Brief:
Reproduce every entry below precisely. Pictures are excluded from the copy.

Provided information:
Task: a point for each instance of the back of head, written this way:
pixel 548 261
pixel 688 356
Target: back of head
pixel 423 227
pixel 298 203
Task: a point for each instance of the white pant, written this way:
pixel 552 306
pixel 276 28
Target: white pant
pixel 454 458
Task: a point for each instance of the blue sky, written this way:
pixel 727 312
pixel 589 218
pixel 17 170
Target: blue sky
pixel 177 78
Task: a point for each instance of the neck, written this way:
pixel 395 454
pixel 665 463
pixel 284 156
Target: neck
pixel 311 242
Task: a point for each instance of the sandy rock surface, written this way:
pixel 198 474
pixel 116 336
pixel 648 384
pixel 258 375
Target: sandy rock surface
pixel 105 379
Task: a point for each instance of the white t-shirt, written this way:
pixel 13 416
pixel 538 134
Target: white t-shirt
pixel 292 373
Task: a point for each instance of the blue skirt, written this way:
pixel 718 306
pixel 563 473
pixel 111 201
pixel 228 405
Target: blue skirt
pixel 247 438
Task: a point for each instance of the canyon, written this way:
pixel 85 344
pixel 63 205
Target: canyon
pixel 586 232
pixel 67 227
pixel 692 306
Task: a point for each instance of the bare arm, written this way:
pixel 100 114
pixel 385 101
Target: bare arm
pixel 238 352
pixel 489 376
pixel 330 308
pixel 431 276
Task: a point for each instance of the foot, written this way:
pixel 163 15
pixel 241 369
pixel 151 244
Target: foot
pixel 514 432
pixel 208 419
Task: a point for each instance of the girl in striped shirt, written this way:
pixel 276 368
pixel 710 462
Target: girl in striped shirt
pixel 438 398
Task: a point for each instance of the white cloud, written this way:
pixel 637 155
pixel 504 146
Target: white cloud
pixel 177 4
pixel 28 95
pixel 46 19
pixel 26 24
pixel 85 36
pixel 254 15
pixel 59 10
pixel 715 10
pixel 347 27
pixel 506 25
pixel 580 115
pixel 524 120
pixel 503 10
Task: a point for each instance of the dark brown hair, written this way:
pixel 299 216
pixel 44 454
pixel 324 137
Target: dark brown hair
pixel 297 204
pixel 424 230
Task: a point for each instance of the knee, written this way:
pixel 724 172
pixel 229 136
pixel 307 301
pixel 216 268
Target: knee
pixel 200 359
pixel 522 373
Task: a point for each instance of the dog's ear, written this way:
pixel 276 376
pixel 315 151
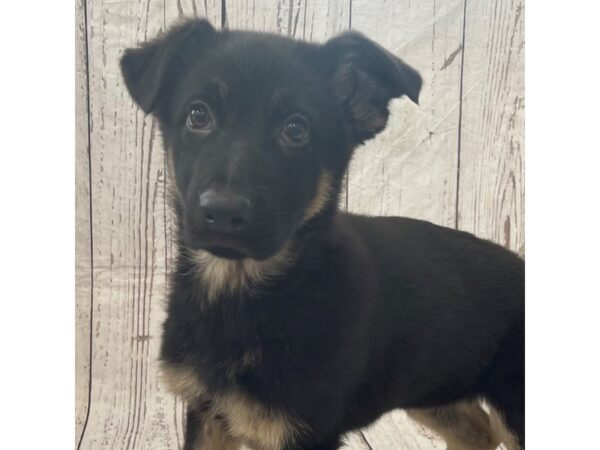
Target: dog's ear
pixel 150 67
pixel 365 78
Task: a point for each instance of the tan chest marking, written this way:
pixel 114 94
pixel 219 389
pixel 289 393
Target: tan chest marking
pixel 246 419
pixel 220 275
pixel 257 426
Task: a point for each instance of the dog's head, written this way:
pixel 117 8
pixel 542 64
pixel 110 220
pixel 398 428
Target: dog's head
pixel 260 128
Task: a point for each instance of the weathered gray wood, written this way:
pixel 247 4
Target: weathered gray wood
pixel 83 263
pixel 410 168
pixel 127 402
pixel 397 431
pixel 129 406
pixel 491 187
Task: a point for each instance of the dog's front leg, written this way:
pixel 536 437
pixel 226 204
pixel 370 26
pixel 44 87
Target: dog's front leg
pixel 205 431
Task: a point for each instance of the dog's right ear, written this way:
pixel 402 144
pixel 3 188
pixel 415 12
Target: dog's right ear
pixel 149 68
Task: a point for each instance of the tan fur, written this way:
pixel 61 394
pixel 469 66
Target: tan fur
pixel 214 436
pixel 244 420
pixel 221 275
pixel 324 191
pixel 463 425
pixel 181 381
pixel 255 425
pixel 499 427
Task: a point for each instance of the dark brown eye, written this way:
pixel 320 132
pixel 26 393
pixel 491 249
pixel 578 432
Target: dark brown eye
pixel 199 118
pixel 295 130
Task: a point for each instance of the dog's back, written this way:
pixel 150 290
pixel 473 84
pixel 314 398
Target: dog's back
pixel 447 307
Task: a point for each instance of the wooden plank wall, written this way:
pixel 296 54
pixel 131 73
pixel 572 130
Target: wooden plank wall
pixel 456 159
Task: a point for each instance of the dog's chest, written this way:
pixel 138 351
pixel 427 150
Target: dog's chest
pixel 246 418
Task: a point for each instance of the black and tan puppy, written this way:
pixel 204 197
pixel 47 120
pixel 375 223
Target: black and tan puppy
pixel 291 323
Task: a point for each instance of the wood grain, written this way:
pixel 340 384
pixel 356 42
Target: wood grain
pixel 83 250
pixel 410 168
pixel 491 186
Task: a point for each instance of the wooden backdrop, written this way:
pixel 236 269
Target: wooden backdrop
pixel 456 160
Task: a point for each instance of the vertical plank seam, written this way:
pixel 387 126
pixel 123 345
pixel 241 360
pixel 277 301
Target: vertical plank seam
pixel 347 193
pixel 89 155
pixel 460 105
pixel 223 14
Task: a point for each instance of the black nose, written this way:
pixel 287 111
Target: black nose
pixel 225 212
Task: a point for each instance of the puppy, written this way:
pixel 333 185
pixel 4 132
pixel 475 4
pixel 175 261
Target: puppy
pixel 290 322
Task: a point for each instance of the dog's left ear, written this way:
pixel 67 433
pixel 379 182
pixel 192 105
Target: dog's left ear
pixel 365 78
pixel 148 69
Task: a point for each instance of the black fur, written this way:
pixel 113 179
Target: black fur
pixel 372 313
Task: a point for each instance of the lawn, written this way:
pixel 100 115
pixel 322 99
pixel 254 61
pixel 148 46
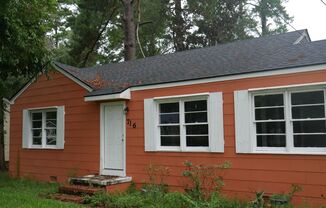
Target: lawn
pixel 25 193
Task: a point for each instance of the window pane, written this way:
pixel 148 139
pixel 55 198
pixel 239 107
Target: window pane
pixel 51 115
pixel 51 123
pixel 197 129
pixel 196 117
pixel 197 141
pixel 307 97
pixel 308 112
pixel 269 100
pixel 51 132
pixel 36 116
pixel 200 105
pixel 170 141
pixel 169 107
pixel 309 126
pixel 270 127
pixel 37 124
pixel 51 140
pixel 310 140
pixel 37 132
pixel 269 113
pixel 37 141
pixel 271 141
pixel 170 130
pixel 169 118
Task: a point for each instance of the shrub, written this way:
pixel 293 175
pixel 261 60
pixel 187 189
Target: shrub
pixel 204 180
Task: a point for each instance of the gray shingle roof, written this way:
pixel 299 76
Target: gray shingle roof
pixel 259 54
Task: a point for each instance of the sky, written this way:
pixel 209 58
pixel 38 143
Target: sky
pixel 308 14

Exercise answer:
Task: a point for each instance of the back of head, written this way:
pixel 548 261
pixel 688 356
Target: back of head
pixel 423 227
pixel 298 203
Task: a point for each instance of the white pant, written this way:
pixel 552 306
pixel 276 28
Target: white pant
pixel 454 458
Task: a point for each instance of the blue sky, written this way:
pixel 727 312
pixel 589 218
pixel 17 170
Target: blue sky
pixel 177 78
Task: a point for each instance of the neck, written this way:
pixel 395 454
pixel 665 463
pixel 284 156
Target: neck
pixel 311 242
Task: a point for each instance of the sandy rock surface, written this way:
pixel 198 474
pixel 116 336
pixel 648 384
pixel 258 375
Target: sandy rock surface
pixel 105 379
Task: a point for each instance of the white t-shirt, written this way:
pixel 13 416
pixel 538 134
Target: white t-shirt
pixel 292 373
Task: a point for each instance of the blue skirt, written this way:
pixel 718 306
pixel 563 473
pixel 111 201
pixel 228 405
Target: blue skirt
pixel 247 438
Task: a point for each instance of the canyon, written this way:
pixel 85 344
pixel 63 205
Target: canyon
pixel 586 232
pixel 67 227
pixel 692 306
Task: a point for each instance of the bare arm, written this way:
pixel 100 114
pixel 385 101
Target: bare arm
pixel 238 352
pixel 489 376
pixel 330 308
pixel 431 276
Task: a point for each instance of the foot, written this way:
pixel 163 15
pixel 241 369
pixel 151 244
Target: foot
pixel 514 432
pixel 208 419
Task: a point for each instance of the girl in striped shirt, written this way:
pixel 276 368
pixel 710 462
Target: girl in striped shirt
pixel 438 398
Task: a point for each instance of the white cloud, written this way:
pixel 637 155
pixel 504 146
Target: white cloud
pixel 177 4
pixel 28 95
pixel 46 19
pixel 26 24
pixel 85 36
pixel 254 15
pixel 59 10
pixel 715 10
pixel 347 27
pixel 506 25
pixel 580 115
pixel 524 120
pixel 503 10
Task: a point for each instance of the dark brown hair, written this way:
pixel 299 216
pixel 44 454
pixel 324 137
Target: dark brown hair
pixel 297 204
pixel 424 230
Task: a point for each instance of the knee, written this way:
pixel 724 172
pixel 229 136
pixel 307 301
pixel 216 268
Target: knee
pixel 200 359
pixel 522 373
Task: a point for each instance of the dog's ear, written this way:
pixel 276 376
pixel 315 151
Target: dog's ear
pixel 150 67
pixel 365 78
Task: a point for each instance of the tan chest marking, written this way:
pixel 114 94
pixel 219 389
pixel 289 393
Target: tan chest marking
pixel 246 419
pixel 220 275
pixel 257 426
Task: a point for each instance of the dog's head, written this way:
pixel 117 8
pixel 542 64
pixel 110 220
pixel 398 428
Target: dog's head
pixel 260 128
Task: a point for each instance of the weathered gray wood, written this way:
pixel 247 4
Target: weathered gray wood
pixel 83 263
pixel 410 168
pixel 127 402
pixel 397 431
pixel 129 406
pixel 491 187
Task: a point for each instance of the dog's front leg, written this way:
pixel 536 437
pixel 226 204
pixel 370 26
pixel 44 87
Target: dog's front leg
pixel 205 431
Task: a point for each instance of the dog's right ear, written this way:
pixel 402 144
pixel 3 188
pixel 415 12
Target: dog's right ear
pixel 149 68
Task: a point for each instance of the tan fur, written this way:
pixel 61 394
pixel 469 66
Target: tan fur
pixel 214 436
pixel 244 420
pixel 221 275
pixel 324 191
pixel 463 425
pixel 181 381
pixel 255 425
pixel 499 427
Task: a point for each instance of the dark brown eye, written this way:
pixel 320 132
pixel 26 393
pixel 491 249
pixel 578 432
Target: dark brown eye
pixel 199 118
pixel 295 130
Task: a point for each instance of the dog's back, written this way:
pixel 150 290
pixel 473 84
pixel 314 398
Target: dog's back
pixel 447 307
Task: a point for each instance of the wooden plank wall, written this way:
pixel 296 54
pixel 131 73
pixel 572 130
Target: wooden plank wall
pixel 456 159
Task: a point for each instance of the dog's chest, written this way:
pixel 138 351
pixel 427 150
Target: dog's chest
pixel 246 418
Task: a point for each instance of the black and tan puppy, written this way:
pixel 204 197
pixel 47 120
pixel 375 223
Target: black and tan puppy
pixel 291 323
Task: a point for each instance of the wood grain, written this way:
pixel 340 384
pixel 356 42
Target: wood grain
pixel 83 250
pixel 410 168
pixel 491 186
Task: a point for each instance of the wooden backdrop, written this way:
pixel 236 269
Target: wooden backdrop
pixel 456 160
Task: a point for each instance of the vertical plank seam, written this way:
pixel 387 126
pixel 123 345
pixel 241 360
pixel 277 301
Target: vertical plank seam
pixel 347 193
pixel 89 155
pixel 460 105
pixel 223 14
Task: a point for each instance of the black nose, written this way:
pixel 287 111
Target: black nose
pixel 225 212
Task: a point for each instance of the puppy, written this way:
pixel 333 185
pixel 4 132
pixel 475 4
pixel 175 261
Target: puppy
pixel 290 322
Task: a point for each instance of the dog's left ear, written this way:
pixel 67 433
pixel 379 182
pixel 192 105
Target: dog's left ear
pixel 365 78
pixel 148 69
Task: a point for each instance of the black fur, written this way:
pixel 113 179
Target: black fur
pixel 372 313
Task: a point for each instance of the lawn, written this way:
pixel 100 115
pixel 322 99
pixel 254 61
pixel 148 46
Target: lawn
pixel 25 193
Task: a point for each instance of the window pane, written this way:
pixel 148 139
pixel 55 198
pixel 239 107
Target: window pane
pixel 51 115
pixel 51 123
pixel 197 129
pixel 196 117
pixel 197 141
pixel 307 97
pixel 308 112
pixel 269 100
pixel 51 132
pixel 36 116
pixel 200 105
pixel 170 141
pixel 169 107
pixel 309 126
pixel 270 127
pixel 37 124
pixel 51 140
pixel 310 140
pixel 37 132
pixel 269 113
pixel 37 141
pixel 271 141
pixel 170 130
pixel 169 118
Task: a point for each instance of the shrub, written this way:
pixel 293 175
pixel 261 60
pixel 187 189
Target: shrub
pixel 204 180
Task: a point for each instance of the gray shingle roof, written this way:
pixel 299 76
Target: gray shingle roof
pixel 259 54
Task: a point for each instance of the sky, written this way:
pixel 209 58
pixel 38 143
Target: sky
pixel 308 14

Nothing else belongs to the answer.